══ Given data ══
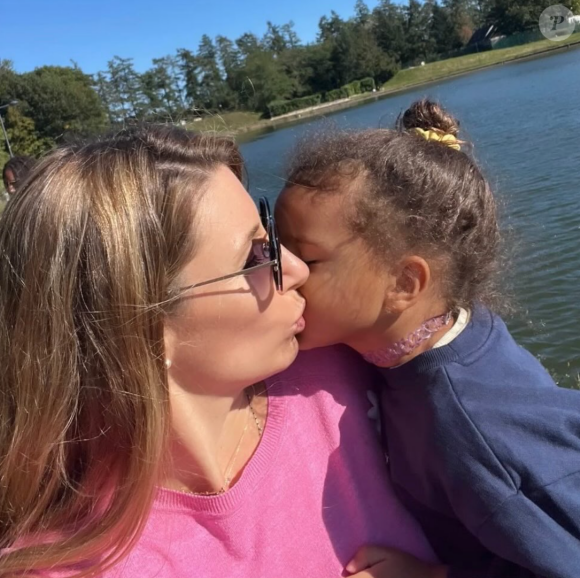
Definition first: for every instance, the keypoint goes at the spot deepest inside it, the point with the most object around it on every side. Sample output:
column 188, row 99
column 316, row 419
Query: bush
column 279, row 107
column 336, row 94
column 367, row 84
column 352, row 88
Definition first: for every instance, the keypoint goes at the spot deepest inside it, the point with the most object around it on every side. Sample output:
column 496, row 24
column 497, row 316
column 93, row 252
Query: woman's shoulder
column 338, row 371
column 338, row 361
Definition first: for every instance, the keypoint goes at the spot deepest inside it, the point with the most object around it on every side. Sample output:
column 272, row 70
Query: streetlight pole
column 4, row 128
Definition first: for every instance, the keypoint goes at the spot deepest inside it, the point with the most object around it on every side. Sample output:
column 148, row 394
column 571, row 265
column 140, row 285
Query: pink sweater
column 314, row 492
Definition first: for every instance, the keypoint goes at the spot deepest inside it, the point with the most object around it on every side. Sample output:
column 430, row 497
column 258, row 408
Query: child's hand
column 374, row 562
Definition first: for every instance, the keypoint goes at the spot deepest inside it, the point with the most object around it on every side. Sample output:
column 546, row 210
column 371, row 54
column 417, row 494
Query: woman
column 143, row 302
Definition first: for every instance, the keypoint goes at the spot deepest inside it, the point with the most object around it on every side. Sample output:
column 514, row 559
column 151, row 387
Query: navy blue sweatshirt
column 484, row 450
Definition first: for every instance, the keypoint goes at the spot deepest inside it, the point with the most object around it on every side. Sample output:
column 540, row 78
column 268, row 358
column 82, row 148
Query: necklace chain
column 231, row 463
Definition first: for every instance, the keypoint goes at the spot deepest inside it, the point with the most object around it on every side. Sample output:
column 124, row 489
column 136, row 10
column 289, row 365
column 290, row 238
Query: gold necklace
column 230, row 466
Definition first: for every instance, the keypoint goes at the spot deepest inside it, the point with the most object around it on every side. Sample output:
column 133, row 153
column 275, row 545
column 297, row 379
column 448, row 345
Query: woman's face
column 230, row 334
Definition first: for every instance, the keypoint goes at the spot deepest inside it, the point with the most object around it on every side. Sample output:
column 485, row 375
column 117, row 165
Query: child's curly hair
column 414, row 196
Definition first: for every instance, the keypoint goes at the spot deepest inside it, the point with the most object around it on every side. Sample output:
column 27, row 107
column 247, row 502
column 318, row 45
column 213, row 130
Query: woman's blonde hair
column 89, row 249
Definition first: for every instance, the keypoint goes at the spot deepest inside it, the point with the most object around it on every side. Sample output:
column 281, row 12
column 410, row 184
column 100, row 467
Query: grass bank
column 243, row 122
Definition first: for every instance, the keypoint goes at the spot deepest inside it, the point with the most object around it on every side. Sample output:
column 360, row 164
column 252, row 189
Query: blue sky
column 37, row 32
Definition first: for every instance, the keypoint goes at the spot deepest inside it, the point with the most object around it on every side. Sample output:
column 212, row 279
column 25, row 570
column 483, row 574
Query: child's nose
column 294, row 270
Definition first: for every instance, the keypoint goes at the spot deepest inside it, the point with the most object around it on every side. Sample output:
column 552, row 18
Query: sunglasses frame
column 269, row 224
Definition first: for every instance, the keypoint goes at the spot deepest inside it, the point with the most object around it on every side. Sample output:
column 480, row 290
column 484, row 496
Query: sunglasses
column 271, row 250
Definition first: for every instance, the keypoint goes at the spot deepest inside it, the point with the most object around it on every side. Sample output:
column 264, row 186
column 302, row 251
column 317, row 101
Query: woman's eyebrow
column 248, row 239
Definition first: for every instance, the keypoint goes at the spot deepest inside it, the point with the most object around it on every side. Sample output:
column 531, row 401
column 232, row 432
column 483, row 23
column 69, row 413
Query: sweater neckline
column 463, row 349
column 252, row 474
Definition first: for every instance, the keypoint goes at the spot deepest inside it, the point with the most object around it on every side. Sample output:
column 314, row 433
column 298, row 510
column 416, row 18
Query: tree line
column 250, row 72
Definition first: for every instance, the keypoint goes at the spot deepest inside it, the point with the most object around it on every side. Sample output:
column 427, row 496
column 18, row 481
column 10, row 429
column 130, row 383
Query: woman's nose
column 294, row 270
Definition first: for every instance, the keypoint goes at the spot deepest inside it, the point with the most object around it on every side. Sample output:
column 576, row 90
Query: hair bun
column 429, row 115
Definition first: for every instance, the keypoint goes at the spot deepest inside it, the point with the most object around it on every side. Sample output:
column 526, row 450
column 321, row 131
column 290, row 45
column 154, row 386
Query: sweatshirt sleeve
column 526, row 541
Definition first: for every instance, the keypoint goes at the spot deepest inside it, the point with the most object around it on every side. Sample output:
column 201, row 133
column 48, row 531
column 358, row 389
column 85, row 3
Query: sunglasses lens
column 272, row 231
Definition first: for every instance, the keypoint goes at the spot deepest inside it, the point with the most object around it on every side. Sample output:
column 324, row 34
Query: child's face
column 345, row 291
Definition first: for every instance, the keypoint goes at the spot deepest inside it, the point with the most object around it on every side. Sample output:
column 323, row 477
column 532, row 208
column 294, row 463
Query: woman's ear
column 412, row 279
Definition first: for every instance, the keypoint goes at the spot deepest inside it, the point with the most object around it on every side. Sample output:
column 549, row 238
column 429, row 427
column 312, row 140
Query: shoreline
column 267, row 125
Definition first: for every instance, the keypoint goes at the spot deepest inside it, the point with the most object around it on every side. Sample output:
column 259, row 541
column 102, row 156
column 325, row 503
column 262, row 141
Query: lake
column 524, row 121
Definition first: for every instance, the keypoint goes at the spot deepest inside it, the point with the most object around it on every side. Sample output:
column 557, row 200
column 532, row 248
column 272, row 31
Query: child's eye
column 260, row 254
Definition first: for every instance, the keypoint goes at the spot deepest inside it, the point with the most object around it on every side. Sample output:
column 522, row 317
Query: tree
column 274, row 39
column 265, row 81
column 362, row 13
column 356, row 55
column 460, row 15
column 24, row 139
column 213, row 91
column 290, row 36
column 188, row 67
column 443, row 32
column 329, row 27
column 59, row 100
column 127, row 101
column 389, row 29
column 162, row 87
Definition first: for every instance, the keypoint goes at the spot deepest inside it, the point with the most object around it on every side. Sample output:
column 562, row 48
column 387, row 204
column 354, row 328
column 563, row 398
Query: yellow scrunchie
column 447, row 139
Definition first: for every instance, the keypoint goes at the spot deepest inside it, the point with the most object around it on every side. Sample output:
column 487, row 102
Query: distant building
column 484, row 38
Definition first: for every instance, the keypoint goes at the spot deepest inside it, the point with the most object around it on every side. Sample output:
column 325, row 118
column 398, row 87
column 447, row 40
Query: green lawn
column 445, row 68
column 228, row 122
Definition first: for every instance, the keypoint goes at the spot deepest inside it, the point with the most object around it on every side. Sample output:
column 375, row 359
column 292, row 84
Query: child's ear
column 412, row 278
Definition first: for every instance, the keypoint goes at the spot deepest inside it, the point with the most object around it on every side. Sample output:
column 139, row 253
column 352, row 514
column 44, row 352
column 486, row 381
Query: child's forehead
column 313, row 217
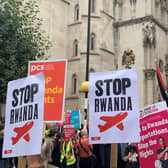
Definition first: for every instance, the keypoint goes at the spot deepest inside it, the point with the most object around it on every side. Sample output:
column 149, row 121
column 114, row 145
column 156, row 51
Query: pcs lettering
column 112, row 95
column 23, row 104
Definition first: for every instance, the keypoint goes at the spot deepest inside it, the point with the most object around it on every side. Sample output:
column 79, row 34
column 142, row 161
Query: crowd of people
column 56, row 152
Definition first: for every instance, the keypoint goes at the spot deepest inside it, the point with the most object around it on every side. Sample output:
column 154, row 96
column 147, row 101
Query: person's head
column 1, row 133
column 53, row 133
column 45, row 156
column 46, row 150
column 161, row 141
column 83, row 133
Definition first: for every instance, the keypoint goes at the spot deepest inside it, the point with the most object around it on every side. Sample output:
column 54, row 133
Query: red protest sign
column 69, row 132
column 55, row 79
column 153, row 124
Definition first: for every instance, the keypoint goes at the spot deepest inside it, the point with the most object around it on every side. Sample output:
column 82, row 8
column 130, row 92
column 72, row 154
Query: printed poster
column 24, row 117
column 153, row 124
column 69, row 132
column 55, row 80
column 113, row 107
column 75, row 119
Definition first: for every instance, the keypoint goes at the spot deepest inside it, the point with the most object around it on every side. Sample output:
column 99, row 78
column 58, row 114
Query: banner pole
column 114, row 156
column 21, row 162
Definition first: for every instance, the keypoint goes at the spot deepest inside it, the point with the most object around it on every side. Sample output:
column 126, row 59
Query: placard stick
column 114, row 156
column 22, row 162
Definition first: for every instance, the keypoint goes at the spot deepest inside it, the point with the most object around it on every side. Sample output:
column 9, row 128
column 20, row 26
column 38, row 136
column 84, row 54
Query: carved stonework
column 133, row 2
column 149, row 34
column 128, row 58
column 119, row 2
column 149, row 74
column 166, row 70
column 163, row 4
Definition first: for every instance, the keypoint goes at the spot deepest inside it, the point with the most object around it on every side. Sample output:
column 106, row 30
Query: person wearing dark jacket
column 56, row 151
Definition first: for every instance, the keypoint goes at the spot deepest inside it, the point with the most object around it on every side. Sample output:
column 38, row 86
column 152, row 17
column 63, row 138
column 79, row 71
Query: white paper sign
column 24, row 116
column 113, row 107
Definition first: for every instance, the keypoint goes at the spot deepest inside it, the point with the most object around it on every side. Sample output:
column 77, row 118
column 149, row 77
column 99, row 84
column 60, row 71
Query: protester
column 2, row 161
column 41, row 161
column 68, row 159
column 162, row 153
column 84, row 150
column 55, row 136
column 131, row 157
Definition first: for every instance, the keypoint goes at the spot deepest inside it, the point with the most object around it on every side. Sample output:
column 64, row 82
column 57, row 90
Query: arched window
column 92, row 41
column 92, row 6
column 76, row 13
column 75, row 48
column 74, row 84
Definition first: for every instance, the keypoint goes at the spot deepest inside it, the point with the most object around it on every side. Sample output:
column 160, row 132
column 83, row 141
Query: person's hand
column 166, row 149
column 129, row 154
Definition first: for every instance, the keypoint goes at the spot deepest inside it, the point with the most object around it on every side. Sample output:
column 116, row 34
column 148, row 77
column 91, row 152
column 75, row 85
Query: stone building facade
column 116, row 26
column 65, row 22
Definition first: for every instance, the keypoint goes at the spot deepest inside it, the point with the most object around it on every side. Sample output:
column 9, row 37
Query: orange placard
column 55, row 79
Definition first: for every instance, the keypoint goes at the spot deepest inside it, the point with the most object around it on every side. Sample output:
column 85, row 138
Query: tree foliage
column 21, row 40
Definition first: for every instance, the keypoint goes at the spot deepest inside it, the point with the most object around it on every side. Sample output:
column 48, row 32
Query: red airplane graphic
column 22, row 132
column 113, row 121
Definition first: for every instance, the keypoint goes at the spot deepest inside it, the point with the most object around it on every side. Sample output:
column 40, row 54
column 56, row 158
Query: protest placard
column 69, row 132
column 75, row 119
column 68, row 118
column 113, row 107
column 153, row 124
column 24, row 116
column 55, row 80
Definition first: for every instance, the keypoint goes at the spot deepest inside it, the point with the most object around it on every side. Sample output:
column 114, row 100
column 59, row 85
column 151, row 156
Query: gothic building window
column 76, row 15
column 74, row 84
column 75, row 48
column 92, row 6
column 92, row 41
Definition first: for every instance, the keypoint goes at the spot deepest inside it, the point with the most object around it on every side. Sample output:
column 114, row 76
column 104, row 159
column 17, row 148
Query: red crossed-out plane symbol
column 22, row 132
column 112, row 121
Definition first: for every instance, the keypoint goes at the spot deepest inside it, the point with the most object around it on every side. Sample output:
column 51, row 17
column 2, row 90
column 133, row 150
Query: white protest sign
column 24, row 116
column 113, row 107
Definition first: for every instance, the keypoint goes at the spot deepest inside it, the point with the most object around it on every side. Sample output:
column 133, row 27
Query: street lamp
column 85, row 84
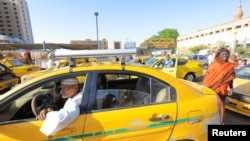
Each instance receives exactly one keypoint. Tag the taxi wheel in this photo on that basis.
(190, 77)
(40, 102)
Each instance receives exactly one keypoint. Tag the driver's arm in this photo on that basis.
(42, 114)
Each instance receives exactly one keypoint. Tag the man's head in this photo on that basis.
(69, 87)
(168, 56)
(223, 54)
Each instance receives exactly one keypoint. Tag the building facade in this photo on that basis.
(231, 34)
(129, 45)
(103, 44)
(15, 25)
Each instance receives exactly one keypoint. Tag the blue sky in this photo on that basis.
(59, 21)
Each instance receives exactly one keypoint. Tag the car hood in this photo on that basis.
(241, 86)
(198, 87)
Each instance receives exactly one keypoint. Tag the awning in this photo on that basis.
(48, 46)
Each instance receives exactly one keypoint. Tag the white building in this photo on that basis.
(228, 34)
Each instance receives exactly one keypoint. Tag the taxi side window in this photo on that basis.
(129, 91)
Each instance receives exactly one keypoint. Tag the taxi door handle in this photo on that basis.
(163, 117)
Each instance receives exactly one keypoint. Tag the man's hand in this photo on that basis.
(230, 91)
(42, 114)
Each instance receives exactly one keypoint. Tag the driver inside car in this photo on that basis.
(57, 120)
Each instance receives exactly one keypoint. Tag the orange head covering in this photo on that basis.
(219, 75)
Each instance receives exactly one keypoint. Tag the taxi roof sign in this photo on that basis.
(62, 53)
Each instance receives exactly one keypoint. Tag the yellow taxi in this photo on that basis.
(135, 102)
(7, 78)
(18, 67)
(239, 101)
(183, 68)
(140, 59)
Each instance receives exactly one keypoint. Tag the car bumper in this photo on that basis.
(237, 106)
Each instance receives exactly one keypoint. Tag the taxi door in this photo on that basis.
(29, 130)
(148, 119)
(149, 122)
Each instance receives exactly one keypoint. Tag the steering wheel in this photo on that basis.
(40, 102)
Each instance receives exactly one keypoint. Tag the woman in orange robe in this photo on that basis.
(219, 77)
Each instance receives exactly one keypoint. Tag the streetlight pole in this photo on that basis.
(97, 14)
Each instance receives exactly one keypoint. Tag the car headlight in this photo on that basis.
(245, 99)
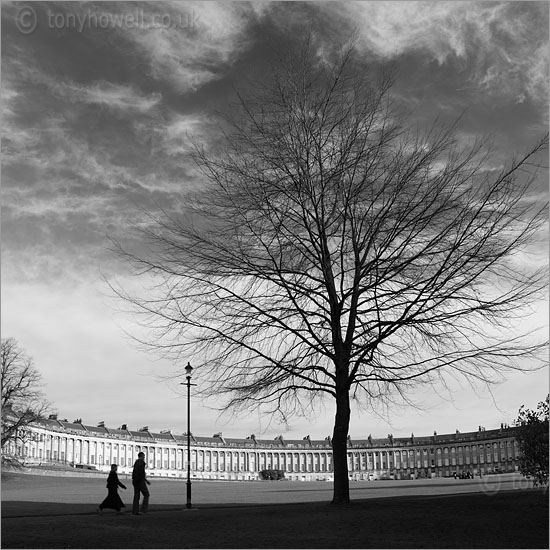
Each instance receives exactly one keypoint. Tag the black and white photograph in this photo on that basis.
(275, 274)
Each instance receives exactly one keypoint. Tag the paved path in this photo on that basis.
(24, 495)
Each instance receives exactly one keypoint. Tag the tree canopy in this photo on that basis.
(338, 251)
(532, 437)
(23, 401)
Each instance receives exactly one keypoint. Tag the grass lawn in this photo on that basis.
(491, 519)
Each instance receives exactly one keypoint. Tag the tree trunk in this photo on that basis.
(340, 447)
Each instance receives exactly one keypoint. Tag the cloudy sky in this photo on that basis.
(98, 102)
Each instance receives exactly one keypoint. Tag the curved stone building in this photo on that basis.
(218, 457)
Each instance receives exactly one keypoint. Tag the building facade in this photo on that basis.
(217, 457)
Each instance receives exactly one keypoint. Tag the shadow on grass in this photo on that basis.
(517, 519)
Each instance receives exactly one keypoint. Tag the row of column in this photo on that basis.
═══
_Task requirements:_
Using the records above, restate word for word the lines from the one with "column 17, row 148" through the one with "column 133, row 27", both included.

_Answer box:_
column 17, row 148
Query: red crossed-out plane symbol
column 22, row 132
column 112, row 121
Definition first: for every instance, the keypoint goes at the spot deepest inside it, the point with the most object around it on every side. Sample output:
column 51, row 17
column 2, row 90
column 133, row 150
Query: white protest sign
column 24, row 116
column 113, row 107
Definition first: for every instance, the keypoint goes at the spot deepest inside it, the point with the most object around it on every side. Sample output:
column 133, row 27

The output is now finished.